## EXERCISE INSTRUCTIONS
Present the listing from the line containing "Task: If you could tag each instance of the coachman's" through the line containing "<point>251,367</point>", both included, as a Markdown table with the columns No. and Text, giving each row's number under No. and the line itself under Text, and omitting blank lines.

[Dataset rows on where objects appear]
______________________________

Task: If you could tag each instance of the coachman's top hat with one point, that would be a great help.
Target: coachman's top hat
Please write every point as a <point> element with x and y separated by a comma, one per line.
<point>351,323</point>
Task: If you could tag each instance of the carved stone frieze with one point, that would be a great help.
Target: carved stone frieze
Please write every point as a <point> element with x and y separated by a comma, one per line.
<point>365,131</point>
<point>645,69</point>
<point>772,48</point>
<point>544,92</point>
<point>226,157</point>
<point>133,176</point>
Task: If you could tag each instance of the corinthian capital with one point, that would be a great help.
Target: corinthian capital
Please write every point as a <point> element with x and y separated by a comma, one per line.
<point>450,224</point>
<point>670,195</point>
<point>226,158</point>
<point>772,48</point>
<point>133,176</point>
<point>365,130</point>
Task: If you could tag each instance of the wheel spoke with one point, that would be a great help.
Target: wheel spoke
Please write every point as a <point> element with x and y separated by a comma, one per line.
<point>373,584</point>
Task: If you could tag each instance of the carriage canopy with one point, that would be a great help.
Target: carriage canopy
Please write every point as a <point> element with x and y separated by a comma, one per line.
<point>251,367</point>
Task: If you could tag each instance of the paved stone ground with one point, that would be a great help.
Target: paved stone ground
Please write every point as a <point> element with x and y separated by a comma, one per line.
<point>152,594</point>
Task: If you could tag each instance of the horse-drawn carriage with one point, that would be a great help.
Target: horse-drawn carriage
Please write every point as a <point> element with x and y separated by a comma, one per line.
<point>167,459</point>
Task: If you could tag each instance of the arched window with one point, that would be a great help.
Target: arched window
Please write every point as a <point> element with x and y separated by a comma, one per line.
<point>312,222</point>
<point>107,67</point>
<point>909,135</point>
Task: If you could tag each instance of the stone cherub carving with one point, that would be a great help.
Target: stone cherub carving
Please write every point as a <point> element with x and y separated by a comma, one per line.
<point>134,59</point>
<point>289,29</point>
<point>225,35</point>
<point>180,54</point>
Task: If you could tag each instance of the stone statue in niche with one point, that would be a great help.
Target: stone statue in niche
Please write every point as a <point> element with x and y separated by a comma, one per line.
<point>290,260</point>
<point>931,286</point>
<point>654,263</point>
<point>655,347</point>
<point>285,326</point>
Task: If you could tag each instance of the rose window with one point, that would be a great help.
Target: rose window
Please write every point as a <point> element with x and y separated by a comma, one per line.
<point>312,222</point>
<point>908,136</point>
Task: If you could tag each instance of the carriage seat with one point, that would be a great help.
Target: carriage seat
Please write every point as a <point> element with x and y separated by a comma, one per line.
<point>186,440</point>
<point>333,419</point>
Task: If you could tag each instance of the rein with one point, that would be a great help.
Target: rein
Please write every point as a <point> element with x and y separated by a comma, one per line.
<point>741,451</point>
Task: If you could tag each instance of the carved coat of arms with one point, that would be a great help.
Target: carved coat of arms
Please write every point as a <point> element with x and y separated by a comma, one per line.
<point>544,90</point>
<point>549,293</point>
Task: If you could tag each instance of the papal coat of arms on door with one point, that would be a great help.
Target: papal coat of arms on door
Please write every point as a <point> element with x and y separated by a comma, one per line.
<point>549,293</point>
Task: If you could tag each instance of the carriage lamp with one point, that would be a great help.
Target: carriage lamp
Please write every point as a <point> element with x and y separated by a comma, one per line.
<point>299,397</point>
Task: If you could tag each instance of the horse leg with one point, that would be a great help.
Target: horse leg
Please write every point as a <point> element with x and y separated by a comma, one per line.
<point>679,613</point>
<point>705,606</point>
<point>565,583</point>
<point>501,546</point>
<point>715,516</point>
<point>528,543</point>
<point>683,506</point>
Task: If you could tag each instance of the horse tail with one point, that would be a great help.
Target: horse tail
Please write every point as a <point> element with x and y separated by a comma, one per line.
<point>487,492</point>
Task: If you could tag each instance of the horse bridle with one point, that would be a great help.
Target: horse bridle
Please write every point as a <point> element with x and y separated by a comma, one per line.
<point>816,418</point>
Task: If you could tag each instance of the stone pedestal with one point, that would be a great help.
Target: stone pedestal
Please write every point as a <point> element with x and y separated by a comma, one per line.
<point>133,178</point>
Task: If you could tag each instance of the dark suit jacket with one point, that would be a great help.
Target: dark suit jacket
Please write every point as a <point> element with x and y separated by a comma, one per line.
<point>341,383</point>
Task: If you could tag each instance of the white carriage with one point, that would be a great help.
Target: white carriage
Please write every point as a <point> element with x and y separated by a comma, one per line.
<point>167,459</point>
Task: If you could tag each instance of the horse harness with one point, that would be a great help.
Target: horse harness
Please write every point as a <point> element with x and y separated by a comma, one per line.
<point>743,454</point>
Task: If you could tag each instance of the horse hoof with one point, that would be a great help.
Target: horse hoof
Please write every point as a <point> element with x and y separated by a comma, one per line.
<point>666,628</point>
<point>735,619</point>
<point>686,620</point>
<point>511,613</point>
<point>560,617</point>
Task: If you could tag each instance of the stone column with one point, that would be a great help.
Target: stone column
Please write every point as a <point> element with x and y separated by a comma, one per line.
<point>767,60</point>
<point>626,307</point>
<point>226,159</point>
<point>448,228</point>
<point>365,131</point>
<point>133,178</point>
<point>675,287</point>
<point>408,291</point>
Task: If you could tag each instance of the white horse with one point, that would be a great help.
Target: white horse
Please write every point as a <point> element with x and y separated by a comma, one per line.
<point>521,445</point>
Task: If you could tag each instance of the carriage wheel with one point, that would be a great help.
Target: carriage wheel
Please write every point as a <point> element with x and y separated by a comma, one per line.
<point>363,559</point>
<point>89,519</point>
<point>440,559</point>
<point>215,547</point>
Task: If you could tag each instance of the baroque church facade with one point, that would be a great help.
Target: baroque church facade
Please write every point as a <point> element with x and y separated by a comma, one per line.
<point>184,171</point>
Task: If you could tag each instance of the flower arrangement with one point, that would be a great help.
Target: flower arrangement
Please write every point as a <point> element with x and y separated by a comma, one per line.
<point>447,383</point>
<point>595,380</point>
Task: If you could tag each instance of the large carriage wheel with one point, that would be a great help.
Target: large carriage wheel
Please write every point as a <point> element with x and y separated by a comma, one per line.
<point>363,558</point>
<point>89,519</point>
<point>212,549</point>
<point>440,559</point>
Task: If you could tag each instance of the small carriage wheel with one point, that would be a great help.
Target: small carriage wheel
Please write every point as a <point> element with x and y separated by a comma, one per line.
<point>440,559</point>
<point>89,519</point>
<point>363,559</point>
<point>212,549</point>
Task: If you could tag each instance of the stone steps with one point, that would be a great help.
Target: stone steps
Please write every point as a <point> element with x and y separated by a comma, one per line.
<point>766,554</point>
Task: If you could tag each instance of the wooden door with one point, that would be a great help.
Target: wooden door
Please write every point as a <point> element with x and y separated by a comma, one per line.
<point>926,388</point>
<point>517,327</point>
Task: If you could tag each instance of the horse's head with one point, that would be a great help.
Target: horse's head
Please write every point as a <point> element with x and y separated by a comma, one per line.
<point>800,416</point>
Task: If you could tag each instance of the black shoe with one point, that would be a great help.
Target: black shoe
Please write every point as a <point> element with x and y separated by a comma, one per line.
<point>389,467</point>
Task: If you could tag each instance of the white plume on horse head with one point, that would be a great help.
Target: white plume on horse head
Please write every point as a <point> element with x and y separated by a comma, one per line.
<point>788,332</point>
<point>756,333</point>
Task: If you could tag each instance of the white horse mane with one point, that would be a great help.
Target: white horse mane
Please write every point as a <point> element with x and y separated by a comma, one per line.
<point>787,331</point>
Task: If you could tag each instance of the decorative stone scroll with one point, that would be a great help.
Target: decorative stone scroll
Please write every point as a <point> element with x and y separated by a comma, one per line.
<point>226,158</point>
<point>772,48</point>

______________________________

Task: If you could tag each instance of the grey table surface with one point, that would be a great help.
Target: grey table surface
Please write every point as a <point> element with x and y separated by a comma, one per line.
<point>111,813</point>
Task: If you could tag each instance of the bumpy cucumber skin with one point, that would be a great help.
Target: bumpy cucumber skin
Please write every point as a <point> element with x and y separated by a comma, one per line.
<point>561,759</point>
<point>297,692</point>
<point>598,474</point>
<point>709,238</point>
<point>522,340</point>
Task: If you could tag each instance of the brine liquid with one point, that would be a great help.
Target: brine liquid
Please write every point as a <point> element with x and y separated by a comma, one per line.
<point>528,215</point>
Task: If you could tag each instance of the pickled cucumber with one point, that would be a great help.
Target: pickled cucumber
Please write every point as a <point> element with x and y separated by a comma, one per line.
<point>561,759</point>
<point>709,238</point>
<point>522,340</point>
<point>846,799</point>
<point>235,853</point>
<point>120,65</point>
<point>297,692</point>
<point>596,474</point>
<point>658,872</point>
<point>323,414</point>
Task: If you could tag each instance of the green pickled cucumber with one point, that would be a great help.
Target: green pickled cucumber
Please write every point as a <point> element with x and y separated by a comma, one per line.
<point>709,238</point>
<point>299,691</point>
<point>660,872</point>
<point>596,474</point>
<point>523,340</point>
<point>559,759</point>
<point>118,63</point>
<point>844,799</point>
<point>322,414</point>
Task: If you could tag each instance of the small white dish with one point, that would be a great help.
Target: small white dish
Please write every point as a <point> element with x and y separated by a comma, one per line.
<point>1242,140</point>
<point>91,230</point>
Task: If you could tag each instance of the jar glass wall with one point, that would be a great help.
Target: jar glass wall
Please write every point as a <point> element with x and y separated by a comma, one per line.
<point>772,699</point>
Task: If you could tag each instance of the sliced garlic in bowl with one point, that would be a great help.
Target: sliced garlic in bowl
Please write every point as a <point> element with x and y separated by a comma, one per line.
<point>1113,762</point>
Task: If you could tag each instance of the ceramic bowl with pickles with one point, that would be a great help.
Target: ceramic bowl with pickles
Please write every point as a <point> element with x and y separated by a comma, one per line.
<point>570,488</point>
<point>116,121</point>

______________________________

## WORKED ANSWER
| No. | Text |
|---|---|
| 1 | Task: If you could tag each instance of the coachman's top hat with one point, that would be a great help. |
| 2 | Target: coachman's top hat |
| 3 | Please write every point as a <point> element with x and y separated by a comma, one per line. |
| 4 | <point>351,323</point> |
| 5 | Task: If you could tag each instance of the carved stone frieze with one point, that would be a great help. |
| 6 | Target: carved stone frieze |
| 7 | Please write every point as a <point> element with x and y separated by a comma, one per line. |
| 8 | <point>365,131</point> |
| 9 | <point>645,69</point> |
| 10 | <point>772,48</point> |
| 11 | <point>544,92</point> |
| 12 | <point>226,157</point> |
| 13 | <point>133,176</point> |
| 14 | Task: If you could tag each instance of the corinthian capital with one point, that would be a great help. |
| 15 | Target: corinthian capital |
| 16 | Please write every point as a <point> element with x and y separated by a comma, one per line. |
| 17 | <point>450,224</point> |
| 18 | <point>670,195</point> |
| 19 | <point>226,158</point> |
| 20 | <point>772,48</point> |
| 21 | <point>133,176</point> |
| 22 | <point>365,130</point> |
| 23 | Task: If you could tag each instance of the wheel spoke with one point, that would be a great help. |
| 24 | Target: wheel spoke |
| 25 | Please write every point as a <point> element with x and y separated by a comma, one per line. |
| 26 | <point>373,584</point> |
| 27 | Task: If you could tag each instance of the carriage canopy with one point, that would be a great help. |
| 28 | Target: carriage canopy |
| 29 | Please write every point as a <point> element with x and y separated by a comma, one per line. |
| 30 | <point>251,367</point> |